* _Source passage_:

====================

The next time social media loses its collective mind over some outrage supposedly perpetrated by one of their favorite villains: frat boys, Christians or conservatives, let’s all take a deep breath, stay off Twitter for a couple of days and pour ourselves a drink.

Because chances are, if the story fits the conservatives-are-awful-people narrative a tad too perfectly, it’ll turn out to be bull.

A few Saturdays ago, for instance, I got a text from one of my pals saying she hoped I’d lay into those boys from that Catholic high school who disrespected a Native American man after the March for Life in Washington.

I’m not trying to make myself sound like the only rational person in America, but I responded, saying I wasn’t weighing in because I suspected there was more to the story.

How did I know that? Well, the pictures. I didn’t see a smirking teenager as much as I saw an old guy beating a drum in a kid’s face. They were at an anti-abortion march. The scene didn’t make sense.

Yet social media loved it. The kids were called grotesque names by people who should know better. They were punks. Bigots. Brats. There were death threats. The boys’ families in Kentucky were under siege. 

The reward for waiting before pointing fingers in the Covington case? Heck, I’m not on the list of people being sued for defamation by the kid from Kentucky. Frankly, I hope he owns a newspaper or cable news network before it’s over. There ought to be a price to pay when adults - I’m thinking of MSNBC’s Andrea Mitchell in particular - are so quick to condemn minors, calling them racists.

In that same vein, I didn’t weigh in on the Jussie Smollett situation - until now - for several reasons.

His story fit the Trump-supporters-are-awful-people narrative a little too neatly. 

Think about it. 

On January 29th, the day of the event, the high temperature in Chicago was 11F. The low was -9F. Must have been below zero at 2 a.m. Anyone with common sense had to ask if it was likely that Trump supporters were marauding at that time, in that intense cold, looking for gay black guys to beat up while shouting slurs and shrieking, “This is MAGA country!”

Oh, and is Chicago MAGA country? I don’t think so.

Beyond that, how likely was it that someone who’d been beaten, doused in bleach and had a rope around his neck would still be hanging onto his Subway sandwich as Smollett reportedly was when he walked into his building shortly after the attack?

====================

* _Things to do_:
1. Set down the stretch of the opinion piece on social media outrage from "In that same" through "Think about it.".
2. Answer these from the opinion piece on social media outrage:
(a) What was the high temperature in Chicago on January 29th?
(b) Which MSNBC figure does the writer single out for calling minors racists?
(c) What event had the boys from the Catholic high school attended?
3. Carry the opinion piece on social media outrage forward from the point where it stops.
The data has nothing to do with the opinion piece on social media outrage.

* _Given information_:
====================

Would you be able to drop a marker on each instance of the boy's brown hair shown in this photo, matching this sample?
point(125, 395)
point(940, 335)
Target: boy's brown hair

====================

* _Final results_:
1.
In that same vein, I didn’t weigh in on the Jussie Smollett situation - until now - for several reasons.

His story fit the Trump-supporters-are-awful-people narrative a little too neatly. 

Think about it.

2.
(a) 11F
(b) Andrea Mitchell
(c) The March for Life in Washington

3.
None of it made sense. Except to those who want to believe that all Trump supporters are racist homophobes.

Finally, over the weekend, major news outlets reported that sources inside the Chicago police department said they’ve changed their focus and are now investigating Smollett on suspicion that he hired two Nigerian brothers to stage the attack.

In other words, this was probably an elaborate, but ineptly executed hoax.

To their credit, the Chicago police cautiously referred to the Smollett incident as an “alleged” attack all along. Yet that didn’t stop many excitable folks on the left from eagerly accepting the story. They seemed almost giddy that a pair of Trump supporters engaged in a hate crime.

All the red flags in the world couldn’t silence presidential hopefuls Cory Booker and Kamala Harris who pounced, on Twitter declaring this to be an “attempted modern-day lynching.”

Nancy Pelosi chimed in, calling it “a racist, homophobic attack and an affront to humanity,” while Joe Biden said what happened that morning in Chicago “must never be tolerated in this country.”

For once I agree with Joe.

If it turns out this entire episode was simply street theater, that Smollett filed a fraudulent police report to gin up hatred for Trump supporters or for some other twisted reason, that really can’t be tolerated in this country.

The perpetrator should be prosecuted. Spend some time in a cell.

Chicago has an estimated 100,000 gangbangers. The police have plenty of criminal activity to investigate without wasting their time on a second-rate actor playing a hate-crime victim.